[WORK TO COMPLETE]
A) According to the essay on Riyas Komu, what three things tear the human race apart?
B) In the essay on Riyas Komu, what year is given for his first work made as a table?
C) Decide whether each statement agrees with the essay on Riyas Komu, and quote the words that decide it. (i) The first table work was topped by a small working car engine. (ii) Visitors started the engine by pressing a button on the table. (iii) Komu's recent work on tables is his first work made as a table.

[DOCUMENT EXCERPT]

Riyas Komu

Safe to Fight

Safe to Fight
When is it safe to fight? The probabilities of such an undertaking are of course calculated, albeit by intelligent guesses; measures guided by speculations of the fight in terms of the enemy’s strength and the forces needed to defend.
Defence and offense, the twin co-evils of all invasive desires, have been with us for millennia, making an odyssey of long drawn out atrocities- wherein heroes and patriotism are borne from the deaths and violation of others.
History, when read between wars, in the so-called peaceful eras, often suggests peace as the outcome of fighting. I wonder if such peace can be deemed to be the result of a process of distillation, of land drenched in innocent blood, of hope drained from our future and of the likelihood of more to come.
Komu’s work has always been a striking and constant reflection on the contemporary condition where so much remains at stake, here, after many thousands of years of fear and heartbreak as our heritage, we remain ready to move into another ‘situation’; readily abandoning our wit and knowledge and surrendering to the forces that break our bonds and our lives. Komu, like many of his contemporaries, remains perplexed by our lack of conviction to resist war and to think only in terms of defence and offense.
His work is often a multiple space in which we are left grasping the moment in order to release results or meaning. Like in a scientific experiment, the process of his thinking has preceded in secrecy before our entry, as an audience. Within the white cube we are left to investigate the ‘results’ the ‘outcome’ of an experiment that has taken something and, in this case, Komu as the someone, a long time to complete, leaving traces of its element and thinking.
His recent work on tables, which includes Safe to Light, is a second work committed as a table. The first one, made in 2009, with a complicated title, Ballad of the distracted vs Cult of the Dead of the Memory Loss, was a successful installation that provoked a response of amazement from the audience. An intricately engraved table, with symbolic carvings suggestive of maps and mapping, it resonated well with notions of a setting for a war room; - a dedicated space for the intricate arrangement of stains and fallen values. It was topped by a small working car engine that could be turned on by the visitor by a turn of a key on a nearby wall. The two, the table and the engine spoke volumes in terms of the acridity associated with the compulsive behaviour of a human race torn apart by greed, pollution and failed notions of progress.

(Labeled contour entries)

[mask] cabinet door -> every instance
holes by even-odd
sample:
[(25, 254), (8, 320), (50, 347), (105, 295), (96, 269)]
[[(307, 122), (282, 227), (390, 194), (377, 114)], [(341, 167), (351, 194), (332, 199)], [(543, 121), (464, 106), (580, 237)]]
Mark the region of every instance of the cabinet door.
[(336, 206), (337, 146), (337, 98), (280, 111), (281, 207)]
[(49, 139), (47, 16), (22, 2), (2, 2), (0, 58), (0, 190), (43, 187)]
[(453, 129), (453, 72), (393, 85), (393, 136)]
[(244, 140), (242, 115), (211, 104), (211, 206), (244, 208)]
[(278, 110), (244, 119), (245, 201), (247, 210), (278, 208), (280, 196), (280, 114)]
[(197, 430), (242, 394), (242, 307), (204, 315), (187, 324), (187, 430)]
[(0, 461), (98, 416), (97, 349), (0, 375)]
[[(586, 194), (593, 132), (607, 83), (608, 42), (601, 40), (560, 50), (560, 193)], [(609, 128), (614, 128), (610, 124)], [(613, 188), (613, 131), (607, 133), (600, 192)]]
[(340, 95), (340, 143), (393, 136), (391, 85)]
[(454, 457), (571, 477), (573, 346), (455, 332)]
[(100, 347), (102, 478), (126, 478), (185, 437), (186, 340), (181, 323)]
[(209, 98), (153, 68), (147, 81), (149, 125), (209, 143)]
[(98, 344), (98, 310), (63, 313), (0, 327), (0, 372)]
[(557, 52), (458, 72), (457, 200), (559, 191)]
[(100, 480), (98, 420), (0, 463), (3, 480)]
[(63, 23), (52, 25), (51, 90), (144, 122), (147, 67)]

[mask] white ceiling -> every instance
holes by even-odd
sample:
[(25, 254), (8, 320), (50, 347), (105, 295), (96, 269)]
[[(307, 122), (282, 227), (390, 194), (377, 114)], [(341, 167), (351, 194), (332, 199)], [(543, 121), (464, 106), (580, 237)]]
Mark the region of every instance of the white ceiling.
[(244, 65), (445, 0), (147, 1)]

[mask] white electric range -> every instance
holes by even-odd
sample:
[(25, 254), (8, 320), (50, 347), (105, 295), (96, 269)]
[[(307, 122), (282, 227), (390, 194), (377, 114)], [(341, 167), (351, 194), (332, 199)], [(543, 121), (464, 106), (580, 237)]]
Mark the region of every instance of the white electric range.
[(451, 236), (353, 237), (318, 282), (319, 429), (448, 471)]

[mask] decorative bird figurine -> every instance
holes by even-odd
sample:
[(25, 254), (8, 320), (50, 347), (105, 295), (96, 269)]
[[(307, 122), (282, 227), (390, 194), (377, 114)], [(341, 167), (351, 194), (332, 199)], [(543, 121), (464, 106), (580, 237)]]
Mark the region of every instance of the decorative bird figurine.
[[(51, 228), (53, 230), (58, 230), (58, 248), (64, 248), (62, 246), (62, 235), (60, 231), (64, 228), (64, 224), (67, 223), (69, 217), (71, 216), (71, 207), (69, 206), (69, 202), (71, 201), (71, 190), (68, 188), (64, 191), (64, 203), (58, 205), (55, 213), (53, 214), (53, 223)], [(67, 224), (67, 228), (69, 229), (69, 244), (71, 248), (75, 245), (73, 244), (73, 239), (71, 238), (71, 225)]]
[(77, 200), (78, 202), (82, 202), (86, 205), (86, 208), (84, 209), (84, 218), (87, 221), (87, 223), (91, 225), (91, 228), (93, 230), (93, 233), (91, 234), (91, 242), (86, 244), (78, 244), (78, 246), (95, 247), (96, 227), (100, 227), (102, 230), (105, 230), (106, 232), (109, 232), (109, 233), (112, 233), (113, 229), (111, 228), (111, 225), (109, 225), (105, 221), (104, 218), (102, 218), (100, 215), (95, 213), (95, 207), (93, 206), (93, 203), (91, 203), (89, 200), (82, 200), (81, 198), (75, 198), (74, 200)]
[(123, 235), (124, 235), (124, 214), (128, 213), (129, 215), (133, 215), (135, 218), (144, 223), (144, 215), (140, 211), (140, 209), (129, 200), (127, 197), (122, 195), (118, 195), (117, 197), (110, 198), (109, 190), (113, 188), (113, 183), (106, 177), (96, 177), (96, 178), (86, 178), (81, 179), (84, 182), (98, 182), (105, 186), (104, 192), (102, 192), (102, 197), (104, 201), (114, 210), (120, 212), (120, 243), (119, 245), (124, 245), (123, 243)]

[RESULTS OF THE TASKS]
A) Greed, pollution, failed notions of progress

B) 2009

C)
(i) Yes: "It was topped by a small working car engine"
(ii) No: "could be turned on by the visitor by a turn of a key on a nearby wall"
(iii) No: "is a second work committed as a table"